### Exercise prompt
Reproduce the passage of the Guge text from "Guge (; ) was" up to and including "capital in Guge.".

### Text
::::::::

Guge (; ) was an ancient dynastic kingdom in Western Tibet. The kingdom was centered in present-day Zanda County, Ngari Prefecture, Tibet Autonomous Region. At various points in history after the 10th century AD, the kingdom held sway over a vast area including south-eastern Zanskar, upper Kinnaur district, and Spiti Valley, either by conquest or as tributaries. The ruins of the former capital of the Guge kingdom are located at Tsaparang in the Sutlej valley, not far from Mount Kailash and  west from Lhasa.

History

Founding 
Guge was founded in the 10th century.  Its capitals were located at Tholing  and Tsaparang.  Kyide Nyimagon, a great-grandson of Langdarma, the last monarch of the Tibetan Empire, fled to Ngari (West Tibet) from the insecure conditions in Ü-Tsang in 910. He established a kingdom around 912, annexing Purang and Guge. He established his capital in Guge.

Nyimagon later divided his lands into three parts. The king's eldest son Palgyigon became ruler of Maryul (Ladakh), his second son Trashigon (bKra shis mgon) received Guge-Purang, and the third son Detsukgon received Zanskar.

::::::::

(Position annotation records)
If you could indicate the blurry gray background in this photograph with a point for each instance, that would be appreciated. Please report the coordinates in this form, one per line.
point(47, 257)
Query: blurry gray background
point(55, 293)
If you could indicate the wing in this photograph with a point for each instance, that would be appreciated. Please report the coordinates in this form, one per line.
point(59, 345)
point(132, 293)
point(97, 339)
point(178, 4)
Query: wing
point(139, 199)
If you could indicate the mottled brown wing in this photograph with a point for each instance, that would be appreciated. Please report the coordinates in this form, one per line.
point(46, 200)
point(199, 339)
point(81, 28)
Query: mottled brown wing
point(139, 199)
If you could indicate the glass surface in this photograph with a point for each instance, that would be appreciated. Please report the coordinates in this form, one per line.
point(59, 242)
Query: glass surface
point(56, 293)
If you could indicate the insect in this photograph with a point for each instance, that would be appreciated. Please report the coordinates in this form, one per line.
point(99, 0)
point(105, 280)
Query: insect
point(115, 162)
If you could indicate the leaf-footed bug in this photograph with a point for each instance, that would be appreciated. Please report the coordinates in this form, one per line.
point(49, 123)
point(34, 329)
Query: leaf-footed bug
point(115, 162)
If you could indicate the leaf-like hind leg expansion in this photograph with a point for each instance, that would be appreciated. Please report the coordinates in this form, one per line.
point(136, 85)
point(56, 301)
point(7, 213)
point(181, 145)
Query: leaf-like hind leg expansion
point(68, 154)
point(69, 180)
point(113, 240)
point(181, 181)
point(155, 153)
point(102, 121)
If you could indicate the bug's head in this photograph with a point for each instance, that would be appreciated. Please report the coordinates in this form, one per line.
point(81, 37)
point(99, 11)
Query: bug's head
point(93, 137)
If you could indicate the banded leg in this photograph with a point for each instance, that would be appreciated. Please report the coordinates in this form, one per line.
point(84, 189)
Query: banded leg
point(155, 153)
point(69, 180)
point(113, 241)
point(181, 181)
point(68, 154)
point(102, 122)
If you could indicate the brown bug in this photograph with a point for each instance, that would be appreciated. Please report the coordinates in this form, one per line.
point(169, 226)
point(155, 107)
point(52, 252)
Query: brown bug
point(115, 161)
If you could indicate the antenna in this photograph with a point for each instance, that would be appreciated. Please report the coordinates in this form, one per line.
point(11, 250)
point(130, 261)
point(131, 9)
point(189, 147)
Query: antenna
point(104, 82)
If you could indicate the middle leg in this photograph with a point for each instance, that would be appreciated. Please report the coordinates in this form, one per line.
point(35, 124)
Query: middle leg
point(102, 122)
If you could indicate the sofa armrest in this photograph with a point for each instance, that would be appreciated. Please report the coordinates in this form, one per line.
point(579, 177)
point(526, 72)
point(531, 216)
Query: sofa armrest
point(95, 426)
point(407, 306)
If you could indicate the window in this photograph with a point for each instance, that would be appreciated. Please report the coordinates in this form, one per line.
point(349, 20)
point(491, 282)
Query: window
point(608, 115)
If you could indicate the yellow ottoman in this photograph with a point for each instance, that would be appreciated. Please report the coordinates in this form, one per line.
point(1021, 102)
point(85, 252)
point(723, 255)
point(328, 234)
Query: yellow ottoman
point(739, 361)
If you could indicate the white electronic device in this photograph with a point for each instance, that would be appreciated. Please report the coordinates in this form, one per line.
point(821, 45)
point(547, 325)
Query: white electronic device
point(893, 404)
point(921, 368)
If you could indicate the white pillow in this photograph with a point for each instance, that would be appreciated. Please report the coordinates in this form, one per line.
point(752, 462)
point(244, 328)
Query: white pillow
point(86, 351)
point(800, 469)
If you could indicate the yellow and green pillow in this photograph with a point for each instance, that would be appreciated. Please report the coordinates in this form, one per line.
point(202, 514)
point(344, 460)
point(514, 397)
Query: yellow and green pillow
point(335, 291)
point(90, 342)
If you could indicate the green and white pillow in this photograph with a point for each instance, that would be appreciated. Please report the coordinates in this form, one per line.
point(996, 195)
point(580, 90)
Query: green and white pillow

::::::::

### Task response
Guge (; ) was an ancient dynastic kingdom in Western Tibet. The kingdom was centered in present-day Zanda County, Ngari Prefecture, Tibet Autonomous Region. At various points in history after the 10th century AD, the kingdom held sway over a vast area including south-eastern Zanskar, upper Kinnaur district, and Spiti Valley, either by conquest or as tributaries. The ruins of the former capital of the Guge kingdom are located at Tsaparang in the Sutlej valley, not far from Mount Kailash and  west from Lhasa.

History

Founding 
Guge was founded in the 10th century.  Its capitals were located at Tholing  and Tsaparang.  Kyide Nyimagon, a great-grandson of Langdarma, the last monarch of the Tibetan Empire, fled to Ngari (West Tibet) from the insecure conditions in Ü-Tsang in 910. He established a kingdom around 912, annexing Purang and Guge. He established his capital in Guge.